THE REQUEST
Images embedded in the records are excluded; print everything else exactly as given.

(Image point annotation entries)

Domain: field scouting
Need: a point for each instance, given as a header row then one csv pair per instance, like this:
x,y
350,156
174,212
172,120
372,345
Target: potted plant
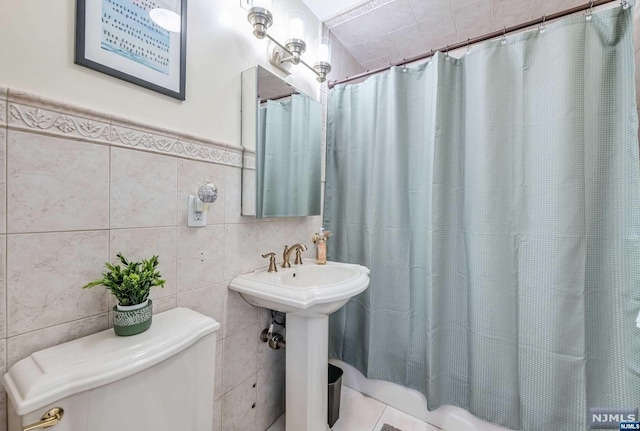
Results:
x,y
130,285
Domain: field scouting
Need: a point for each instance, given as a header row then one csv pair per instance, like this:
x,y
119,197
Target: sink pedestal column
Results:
x,y
307,376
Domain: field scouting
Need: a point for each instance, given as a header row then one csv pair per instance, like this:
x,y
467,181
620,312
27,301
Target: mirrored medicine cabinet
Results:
x,y
281,138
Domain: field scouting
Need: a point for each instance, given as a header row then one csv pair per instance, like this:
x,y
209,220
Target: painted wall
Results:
x,y
70,199
220,45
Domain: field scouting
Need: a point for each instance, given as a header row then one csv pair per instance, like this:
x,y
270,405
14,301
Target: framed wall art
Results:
x,y
119,38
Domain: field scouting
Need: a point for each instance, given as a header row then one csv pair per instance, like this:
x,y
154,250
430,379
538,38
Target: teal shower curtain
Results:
x,y
495,199
289,149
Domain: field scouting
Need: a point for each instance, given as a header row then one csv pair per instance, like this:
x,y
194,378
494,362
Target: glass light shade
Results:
x,y
324,50
296,24
167,19
266,4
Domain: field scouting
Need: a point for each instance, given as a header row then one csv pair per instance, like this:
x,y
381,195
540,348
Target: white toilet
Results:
x,y
160,380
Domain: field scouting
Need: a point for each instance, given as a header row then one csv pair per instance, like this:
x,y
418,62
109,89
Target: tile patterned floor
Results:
x,y
359,412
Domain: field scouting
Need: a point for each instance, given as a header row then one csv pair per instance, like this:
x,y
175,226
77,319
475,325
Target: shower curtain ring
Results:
x,y
589,11
542,27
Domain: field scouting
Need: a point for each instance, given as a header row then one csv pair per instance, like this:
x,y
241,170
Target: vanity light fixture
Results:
x,y
282,56
199,205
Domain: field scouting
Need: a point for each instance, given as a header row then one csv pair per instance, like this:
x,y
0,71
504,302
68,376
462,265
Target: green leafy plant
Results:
x,y
130,284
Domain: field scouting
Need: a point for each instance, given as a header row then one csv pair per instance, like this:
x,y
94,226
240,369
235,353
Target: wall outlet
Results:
x,y
194,218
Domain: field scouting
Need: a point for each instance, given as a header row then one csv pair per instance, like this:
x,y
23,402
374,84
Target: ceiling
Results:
x,y
379,32
325,9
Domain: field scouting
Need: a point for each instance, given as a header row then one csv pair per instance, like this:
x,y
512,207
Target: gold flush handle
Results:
x,y
49,419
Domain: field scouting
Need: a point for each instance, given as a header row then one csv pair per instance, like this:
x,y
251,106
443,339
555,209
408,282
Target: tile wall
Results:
x,y
77,187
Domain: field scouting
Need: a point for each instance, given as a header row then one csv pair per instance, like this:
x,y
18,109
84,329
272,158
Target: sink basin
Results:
x,y
307,289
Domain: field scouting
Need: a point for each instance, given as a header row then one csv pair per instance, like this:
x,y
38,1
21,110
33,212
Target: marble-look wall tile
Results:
x,y
56,184
3,184
208,301
45,273
3,411
217,385
138,244
3,360
21,346
242,253
239,407
233,197
200,257
143,189
3,286
270,396
217,415
239,314
239,358
192,175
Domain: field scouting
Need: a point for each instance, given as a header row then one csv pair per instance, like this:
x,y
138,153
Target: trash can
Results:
x,y
335,386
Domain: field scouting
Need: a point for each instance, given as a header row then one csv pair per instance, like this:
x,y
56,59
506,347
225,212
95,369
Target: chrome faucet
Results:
x,y
287,253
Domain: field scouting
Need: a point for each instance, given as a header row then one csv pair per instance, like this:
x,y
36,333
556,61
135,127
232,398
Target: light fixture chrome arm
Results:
x,y
321,77
291,52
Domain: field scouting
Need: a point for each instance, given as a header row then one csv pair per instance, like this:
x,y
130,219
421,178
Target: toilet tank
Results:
x,y
160,380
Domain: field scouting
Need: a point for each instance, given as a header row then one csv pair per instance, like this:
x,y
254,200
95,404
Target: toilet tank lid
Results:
x,y
102,358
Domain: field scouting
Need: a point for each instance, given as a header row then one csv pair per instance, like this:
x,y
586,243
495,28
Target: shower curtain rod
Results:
x,y
478,39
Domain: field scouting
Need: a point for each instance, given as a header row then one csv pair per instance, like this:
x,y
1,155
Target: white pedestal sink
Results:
x,y
308,293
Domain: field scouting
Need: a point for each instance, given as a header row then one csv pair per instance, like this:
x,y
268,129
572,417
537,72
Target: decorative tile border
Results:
x,y
356,12
31,113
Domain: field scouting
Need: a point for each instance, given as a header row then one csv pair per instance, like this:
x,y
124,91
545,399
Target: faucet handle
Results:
x,y
285,257
272,261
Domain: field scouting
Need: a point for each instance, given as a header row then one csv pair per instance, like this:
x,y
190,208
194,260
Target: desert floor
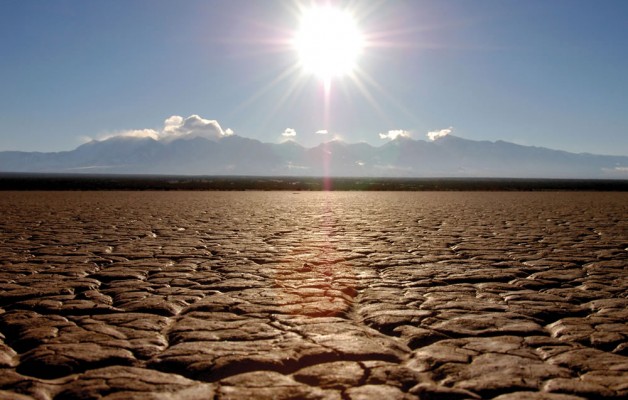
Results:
x,y
330,295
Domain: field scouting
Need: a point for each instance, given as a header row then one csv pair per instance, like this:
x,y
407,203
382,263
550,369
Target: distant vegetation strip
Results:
x,y
21,181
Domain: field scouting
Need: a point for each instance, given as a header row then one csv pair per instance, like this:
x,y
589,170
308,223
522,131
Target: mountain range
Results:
x,y
448,156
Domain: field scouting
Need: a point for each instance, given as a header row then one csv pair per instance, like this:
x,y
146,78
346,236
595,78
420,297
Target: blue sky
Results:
x,y
542,73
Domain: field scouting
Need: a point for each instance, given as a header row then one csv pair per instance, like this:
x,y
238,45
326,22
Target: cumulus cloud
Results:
x,y
175,127
193,126
289,132
433,135
394,134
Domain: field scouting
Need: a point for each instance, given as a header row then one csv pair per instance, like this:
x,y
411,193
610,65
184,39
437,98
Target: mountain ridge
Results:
x,y
448,156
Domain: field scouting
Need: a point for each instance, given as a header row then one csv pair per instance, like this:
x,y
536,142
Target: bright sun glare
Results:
x,y
328,42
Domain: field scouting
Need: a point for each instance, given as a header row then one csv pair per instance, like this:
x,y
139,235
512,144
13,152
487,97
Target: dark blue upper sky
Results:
x,y
543,73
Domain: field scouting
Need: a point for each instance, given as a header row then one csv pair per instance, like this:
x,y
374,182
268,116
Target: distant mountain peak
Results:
x,y
446,156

SOLUTION TO THE EXERCISE
Domain: field scouting
Need: a point for each instance, given as a header row then one csv pair per instance, like this:
x,y
350,156
174,212
172,120
372,345
Target: potted plant
Results:
x,y
130,285
Domain: field scouting
Need: a point for each instance, given as a header row then one csv pair per instance, like this:
x,y
119,197
Target: sink pedestal column
Results:
x,y
307,376
Domain: field scouting
Need: a point for each instance, given as a header row then one csv pair per instance, like this:
x,y
467,181
620,312
27,301
Target: mirrored medicine cabinet
Results:
x,y
281,138
Domain: field scouting
Need: a point for each instance, given as a header row then one csv pair per instance, like this:
x,y
209,220
Target: painted wall
Results:
x,y
70,199
220,45
Domain: field scouting
Need: a point for each instance, given as a header row then one csv pair per instance, like this:
x,y
270,405
14,301
Target: framed wall art
Results:
x,y
119,38
Domain: field scouting
Need: a point for each instance, given as a header row then one csv pair per instance, like this:
x,y
154,250
430,379
538,38
Target: teal shower curtain
Results:
x,y
495,199
289,149
Domain: field scouting
Need: a point for each instance, given as a header row then one csv pair per instance, like this:
x,y
194,378
494,362
Target: glass light shade
Results:
x,y
324,50
296,24
167,19
266,4
Domain: field scouting
Need: a point for each instance, given as a header row then one csv pair per instance, like this:
x,y
381,195
540,348
Target: white toilet
Results:
x,y
160,380
Domain: field scouting
Need: a point for each instance, given as a header row then one csv pair per instance, like this:
x,y
418,62
109,89
Target: tile patterned floor
Results:
x,y
359,412
Domain: field scouting
Need: a point for each instance, given as a header row then one csv pair per instance, like this:
x,y
175,226
77,319
475,325
Target: shower curtain ring
Results:
x,y
589,11
542,27
Domain: field scouting
Need: a point for each instance, given as a header row then one csv pair per instance, like this:
x,y
241,170
Target: vanity light fixture
Results:
x,y
282,56
199,205
Domain: field scouting
Need: a point for each instance, given as a header row then one csv pair per instance, like this:
x,y
0,71
504,302
68,376
462,265
Target: green leafy plant
Results:
x,y
130,284
Domain: field scouting
Need: a point for each instance, given as a header row then one csv pair per instance, like this:
x,y
94,226
240,369
235,353
Target: wall outlet
Results:
x,y
194,218
Domain: field scouting
Need: a point for each instance, given as a header row then one csv pair per instance, like this:
x,y
23,402
374,84
Target: ceiling
Results:
x,y
379,32
325,9
Domain: field scouting
Need: a point for each instance, given as a header row then one csv pair per instance, like this:
x,y
512,207
Target: gold flush handle
Results:
x,y
49,419
Domain: field scouting
Need: a point for each instance, given as a header row then one csv pair per instance, like this:
x,y
251,106
443,339
555,209
408,282
Target: tile wall
Results:
x,y
77,187
Domain: field scouting
Need: a point for each instance, given as a header row then one csv pair per instance, like this:
x,y
18,109
84,329
272,158
Target: sink basin
Results:
x,y
307,289
Domain: field scouting
Need: a point for each instance, given as a header row then one csv pair per instance, like this:
x,y
38,1
21,110
33,212
Target: marble-look wall tile
Results:
x,y
56,184
3,184
208,301
45,273
3,411
217,385
138,244
3,360
21,346
242,253
239,407
233,197
200,257
143,189
3,286
270,396
217,415
239,314
239,358
192,175
Domain: field scouting
Need: a point for each instance, given as a header row then one csv pair per instance, like this:
x,y
138,153
Target: trash can
Results:
x,y
335,386
Domain: field scouting
Need: a point for each instance, given as a header row then one csv pair per instance, like this:
x,y
56,59
506,347
225,212
95,369
Target: chrome faucet
Results:
x,y
287,253
Domain: field scouting
Need: a point for each instance, given as a header row then one csv pair per instance, like this:
x,y
36,333
556,61
135,127
232,398
Target: light fixture chrome arm
Results:
x,y
321,77
291,52
Domain: field scouting
Need: a point for each instance, given as a header row then one csv pair per instance, like this:
x,y
130,219
421,178
Target: toilet tank
Results:
x,y
160,380
Domain: field scouting
Need: a point for each instance, given as a header row then one csv pair per instance, like this:
x,y
254,200
95,404
Target: toilet tank lid
Results:
x,y
102,358
Domain: field scouting
Need: a point for each instance, given as a header row then one csv pair per instance, like this:
x,y
586,243
495,28
Target: shower curtain rod
Results:
x,y
478,39
Domain: field scouting
Need: a point for each instance, given as a header row then one csv pair per instance, like this:
x,y
1,155
Target: white pedestal sink
Results:
x,y
308,293
Domain: field scouting
Need: a point for each instance, given as a header row then one csv pair per instance, like this:
x,y
268,129
572,417
537,72
Target: decorative tile border
Results:
x,y
356,12
31,113
Domain: field scouting
Need: a point for each instance, given as a header row then one csv pair per instance, like this:
x,y
124,91
545,399
Target: faucet handle
Results:
x,y
285,257
272,261
Domain: field scouting
Need: a point for each instance, given as a header row then one csv pair per instance, like this:
x,y
190,208
194,260
Target: desert floor
Results:
x,y
330,295
Domain: field scouting
Need: a point for each instance, given as a header row then one csv pair per instance, like this:
x,y
407,203
382,263
550,369
Target: distant vegetation strip
Results:
x,y
21,181
Domain: field scouting
Need: a point for each instance, given as a header row then one csv pair per instance, like this:
x,y
589,170
308,223
522,131
Target: mountain range
Results:
x,y
448,156
Domain: field scouting
Need: a point for each instance, given as a header row then one csv pair per instance, like this:
x,y
146,78
346,236
595,78
420,297
Target: blue sky
Results:
x,y
542,73
Domain: field scouting
Need: a point for each instance, given as a header row then one csv pair per instance, like this:
x,y
238,45
326,22
Target: cumulus cloud
Results:
x,y
175,127
193,126
289,132
433,135
394,134
Domain: field scouting
Need: a point for each instance, given as a header row then one csv pair per instance, like this:
x,y
411,193
610,65
184,39
437,98
Target: mountain ridge
Results:
x,y
448,156
Domain: field scouting
Need: a point for each instance, given as a header row then one csv pair per instance, like this:
x,y
536,142
Target: bright sun glare
Results:
x,y
328,42
Domain: field scouting
Need: a point for each instance, given as a header row then one csv pair per instance, like this:
x,y
139,235
512,144
13,152
487,97
Target: dark blue upper sky
Results:
x,y
543,73
Domain: field scouting
Need: a point for each instance, given as a header row then one csv pair per instance, like this:
x,y
374,182
268,116
Target: distant mountain peak
Results:
x,y
446,156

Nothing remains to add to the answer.